_Jobs_:
**1.** In the forum thread about dumbbell weights, write out the part that opens with the words containing "Niether have I" and closes with "over the place.".
**2.** From the records, give again the part that opens with the line containing "for dark cap" and closes with the line containing "342,102 -> 389,149", leaving out any pictures.

_Document excerpt_:
= = = = = = =
2.5kg of bling per hand. :cool2:


----------



## Ackee&amp;Saltfish

I feel extra weak at a mere 30kg in each.. I should try up the weight a little


----------



## Bulldog88

I use bar for flat bench, for incline DB press i do 4-6 reps with 60kg dumbells which is the max in my gym, so 120kg total.


----------



## kingdale

40kg x 5 or 6 is my best. always do it after bench so reckon i could do bit more weight if i did them first.


----------



## ryda

140lbs not done em for a few weeks tho gone back to barbell for a change


----------



## MRSTRONG

ryda said:


> 140lbs not done em for a few weeks tho gone back to barbell for a change


ive never seen 63kg db`s .


----------



## ryda

ewen said:


> ive never seen 63kg db`s .


Niether have I but in one of the gyms I go to the dumbells are all in pounds they start from 16lbs go up in 4s all the way to 175, so yeh that means the 140lb dumbells are 63kg


----------



## alan_wilson

The dbs in my gym are poor, unbalanced and loose, shake all over the place.
= = = = = = =
_Data supplied_:
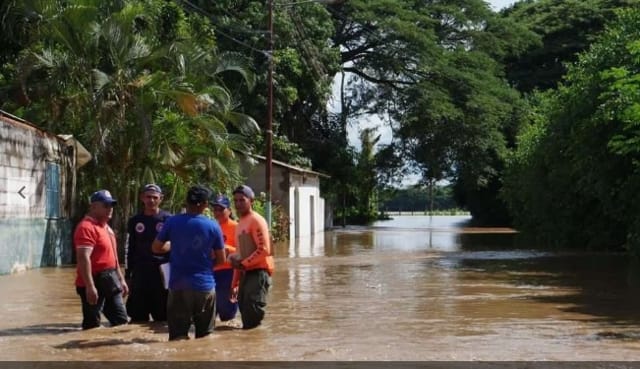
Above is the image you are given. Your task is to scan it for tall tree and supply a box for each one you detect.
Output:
[3,0,257,244]
[505,9,640,250]
[501,0,640,92]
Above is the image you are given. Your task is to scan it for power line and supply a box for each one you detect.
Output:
[180,0,271,57]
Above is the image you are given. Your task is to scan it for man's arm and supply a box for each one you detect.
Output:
[151,238,171,254]
[124,218,136,278]
[211,249,225,266]
[240,218,271,269]
[76,246,98,305]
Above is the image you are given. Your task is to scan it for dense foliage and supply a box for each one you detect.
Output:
[0,0,640,250]
[505,9,640,253]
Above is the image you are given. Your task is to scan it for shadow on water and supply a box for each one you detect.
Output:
[0,323,80,337]
[53,338,160,349]
[445,243,640,340]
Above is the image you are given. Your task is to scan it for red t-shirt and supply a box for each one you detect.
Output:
[73,216,117,287]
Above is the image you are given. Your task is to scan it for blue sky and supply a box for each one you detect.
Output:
[487,0,515,10]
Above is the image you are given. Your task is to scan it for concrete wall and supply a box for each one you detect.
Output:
[289,186,325,238]
[0,115,74,274]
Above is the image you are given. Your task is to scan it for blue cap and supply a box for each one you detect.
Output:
[187,185,211,205]
[212,195,231,209]
[142,183,162,193]
[233,185,255,200]
[90,190,117,205]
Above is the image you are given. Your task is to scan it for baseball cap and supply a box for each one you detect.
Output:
[90,190,117,205]
[142,183,162,193]
[211,195,231,209]
[233,185,255,200]
[187,185,211,205]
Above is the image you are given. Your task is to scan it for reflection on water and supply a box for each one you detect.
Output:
[0,216,640,361]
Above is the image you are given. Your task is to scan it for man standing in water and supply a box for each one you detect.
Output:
[73,190,129,329]
[151,185,224,341]
[229,185,274,329]
[211,195,238,322]
[125,184,171,322]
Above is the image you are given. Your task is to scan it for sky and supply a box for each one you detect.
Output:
[340,0,516,184]
[485,0,515,10]
[344,0,516,150]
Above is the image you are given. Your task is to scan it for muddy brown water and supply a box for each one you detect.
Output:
[0,216,640,361]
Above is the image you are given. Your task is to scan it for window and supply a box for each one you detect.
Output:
[45,162,60,219]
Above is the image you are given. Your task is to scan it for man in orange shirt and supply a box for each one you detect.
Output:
[211,195,238,322]
[229,185,274,329]
[73,190,129,329]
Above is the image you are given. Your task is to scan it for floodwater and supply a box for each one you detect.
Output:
[0,216,640,361]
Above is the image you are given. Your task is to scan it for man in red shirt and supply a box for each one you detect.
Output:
[73,190,129,329]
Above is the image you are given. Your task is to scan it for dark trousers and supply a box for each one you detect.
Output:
[127,264,168,322]
[167,290,216,341]
[238,269,271,329]
[213,269,238,322]
[76,287,129,329]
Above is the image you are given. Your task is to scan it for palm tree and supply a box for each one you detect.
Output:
[19,0,259,244]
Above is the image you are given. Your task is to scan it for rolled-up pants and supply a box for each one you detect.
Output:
[238,269,271,329]
[167,290,216,341]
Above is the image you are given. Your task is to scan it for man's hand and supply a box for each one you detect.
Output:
[85,286,98,305]
[229,287,238,304]
[227,254,244,270]
[120,279,129,297]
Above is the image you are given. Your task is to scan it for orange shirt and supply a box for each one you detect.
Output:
[236,210,274,274]
[231,210,275,288]
[73,216,117,287]
[213,219,238,271]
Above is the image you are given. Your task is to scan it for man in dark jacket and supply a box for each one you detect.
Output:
[126,184,171,322]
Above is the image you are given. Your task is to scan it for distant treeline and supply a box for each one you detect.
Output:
[380,187,458,212]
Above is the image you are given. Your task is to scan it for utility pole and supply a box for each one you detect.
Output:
[264,0,273,229]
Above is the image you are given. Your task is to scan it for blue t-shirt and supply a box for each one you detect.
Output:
[157,214,224,291]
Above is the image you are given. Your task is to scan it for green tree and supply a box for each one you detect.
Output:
[501,0,640,92]
[505,9,640,250]
[2,0,257,247]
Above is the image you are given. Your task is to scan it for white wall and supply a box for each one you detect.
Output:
[289,186,324,240]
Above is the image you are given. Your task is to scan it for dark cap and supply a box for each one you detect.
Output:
[90,190,117,205]
[142,183,162,193]
[233,185,255,200]
[187,185,211,205]
[211,195,231,209]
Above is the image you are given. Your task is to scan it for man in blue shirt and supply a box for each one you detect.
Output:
[152,185,224,341]
[125,184,171,322]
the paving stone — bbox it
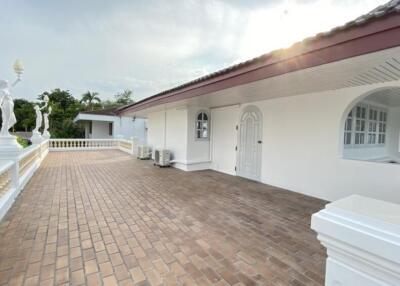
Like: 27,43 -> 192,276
0,150 -> 326,286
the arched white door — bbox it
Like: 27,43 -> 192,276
236,106 -> 262,181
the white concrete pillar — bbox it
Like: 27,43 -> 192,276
311,196 -> 400,286
0,135 -> 22,189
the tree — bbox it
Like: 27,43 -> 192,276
80,91 -> 101,110
39,89 -> 85,138
13,99 -> 36,132
114,89 -> 134,106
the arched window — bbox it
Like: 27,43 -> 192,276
341,87 -> 400,164
196,111 -> 210,140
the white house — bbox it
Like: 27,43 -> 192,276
118,1 -> 400,203
74,108 -> 147,143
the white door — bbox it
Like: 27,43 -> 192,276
236,106 -> 262,181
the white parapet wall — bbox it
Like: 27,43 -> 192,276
311,195 -> 400,286
0,140 -> 49,219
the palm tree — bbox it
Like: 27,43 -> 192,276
81,91 -> 101,110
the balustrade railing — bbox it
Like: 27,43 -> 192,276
0,139 -> 136,219
49,139 -> 135,154
0,140 -> 49,219
0,161 -> 14,200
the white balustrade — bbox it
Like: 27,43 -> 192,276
0,139 -> 136,219
49,138 -> 135,154
0,140 -> 49,219
311,195 -> 400,286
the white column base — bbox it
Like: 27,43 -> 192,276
0,135 -> 22,155
31,131 -> 43,144
311,195 -> 400,286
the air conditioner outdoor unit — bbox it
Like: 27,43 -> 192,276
138,145 -> 151,160
154,149 -> 171,167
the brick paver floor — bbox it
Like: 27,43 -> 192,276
0,150 -> 325,286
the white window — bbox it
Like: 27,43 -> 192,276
344,104 -> 387,147
196,112 -> 209,140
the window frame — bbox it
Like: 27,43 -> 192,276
194,110 -> 211,141
342,102 -> 389,149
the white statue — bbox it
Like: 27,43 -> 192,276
31,95 -> 49,144
43,106 -> 51,139
0,80 -> 17,137
0,60 -> 24,153
32,105 -> 42,134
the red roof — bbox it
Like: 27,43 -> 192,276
118,0 -> 400,113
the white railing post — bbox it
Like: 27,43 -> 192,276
0,135 -> 22,189
311,195 -> 400,286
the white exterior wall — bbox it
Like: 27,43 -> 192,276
144,81 -> 400,203
244,82 -> 400,202
387,107 -> 400,160
211,105 -> 239,175
148,109 -> 187,164
90,121 -> 114,139
77,113 -> 147,141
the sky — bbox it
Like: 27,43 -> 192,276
0,0 -> 387,103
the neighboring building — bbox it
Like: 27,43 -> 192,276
118,1 -> 400,203
74,108 -> 147,143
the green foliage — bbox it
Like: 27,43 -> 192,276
17,136 -> 29,148
39,89 -> 85,138
114,89 -> 133,106
14,99 -> 36,132
13,88 -> 133,139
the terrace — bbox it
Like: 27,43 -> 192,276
0,140 -> 326,285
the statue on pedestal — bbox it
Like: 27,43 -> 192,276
43,106 -> 51,139
31,95 -> 49,144
0,60 -> 24,152
0,80 -> 17,137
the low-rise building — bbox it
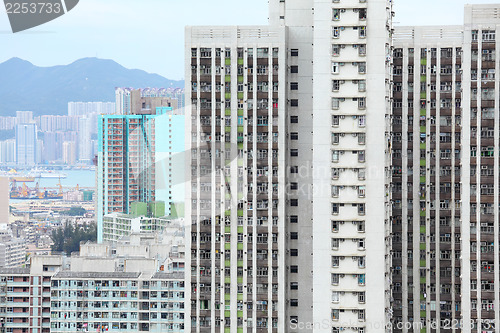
= = = = = = =
_Responses per task_:
**1.**
Niether have I but in one of the gyms I go to the dumbells are all in pounds they start from 16lbs go up in 4s all the way to 175, so yeh that means the 140lb dumbells are 63kg


----------



## alan_wilson

The dbs in my gym are poor, unbalanced and loose, shake all over the place.

**2.**
Above is the image you are given. Your task is to scan it for dark cap and supply a box for each one you detect.
Output:
[90,190,117,205]
[142,183,162,193]
[233,185,255,200]
[187,185,211,205]
[211,195,231,209]
Above is the image you are given. Your task is to scan it for man in blue shirt and supply a box for each one you detect.
Output:
[152,185,224,341]
[125,184,171,322]
the paving stone — bbox it
Like: 27,43 -> 192,276
0,150 -> 326,286
the arched white door — bbox it
Like: 27,43 -> 192,276
236,106 -> 262,181
the white concrete pillar — bbox it
Like: 27,43 -> 192,276
311,196 -> 400,286
0,135 -> 22,189
the tree — bbox it
Like: 27,43 -> 192,276
80,91 -> 101,110
39,89 -> 85,138
13,99 -> 36,132
114,89 -> 134,106
the arched window — bbox it
Like: 27,43 -> 192,276
341,87 -> 400,164
196,111 -> 210,140
the white house — bbox it
Like: 27,43 -> 192,276
118,1 -> 400,203
74,108 -> 147,143
the white door — bbox it
Like: 27,43 -> 192,276
236,106 -> 262,181
the white parapet wall — bbox it
Like: 27,43 -> 192,276
311,195 -> 400,286
0,140 -> 49,219
the palm tree — bbox it
Like: 27,43 -> 192,276
81,91 -> 101,110
the balustrade railing — bbox it
Like: 27,43 -> 192,276
0,139 -> 136,219
49,139 -> 135,154
0,140 -> 49,219
0,161 -> 14,200
the white balustrade — bbox it
Like: 27,43 -> 192,276
0,139 -> 136,219
49,138 -> 135,154
0,140 -> 49,219
311,195 -> 400,286
the white column base — bbox it
Like: 27,43 -> 192,276
0,135 -> 22,155
31,131 -> 43,144
311,195 -> 400,286
the air conditioner outdoor unit — bbox it
Like: 27,43 -> 192,276
138,145 -> 151,160
154,149 -> 171,167
the brick paver floor — bbox it
Like: 27,43 -> 192,276
0,150 -> 325,286
the white window — bbox it
Like: 27,43 -> 192,276
344,104 -> 387,147
196,112 -> 209,140
the window frame — bbox it
Like: 27,43 -> 192,276
194,110 -> 211,141
342,102 -> 389,149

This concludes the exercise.